→ **What you will do**: Each record is to be duplicated exactly, with nothing added.

→ **Task material**:
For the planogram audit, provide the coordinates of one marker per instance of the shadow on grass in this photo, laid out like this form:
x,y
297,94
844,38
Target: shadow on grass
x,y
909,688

→ **Response for this exercise**:
For the planogram audit, provide the coordinates of one marker per instance of the shadow on grass in this photo, laid out like this form:
x,y
297,94
844,38
Target: shadow on grass
x,y
909,688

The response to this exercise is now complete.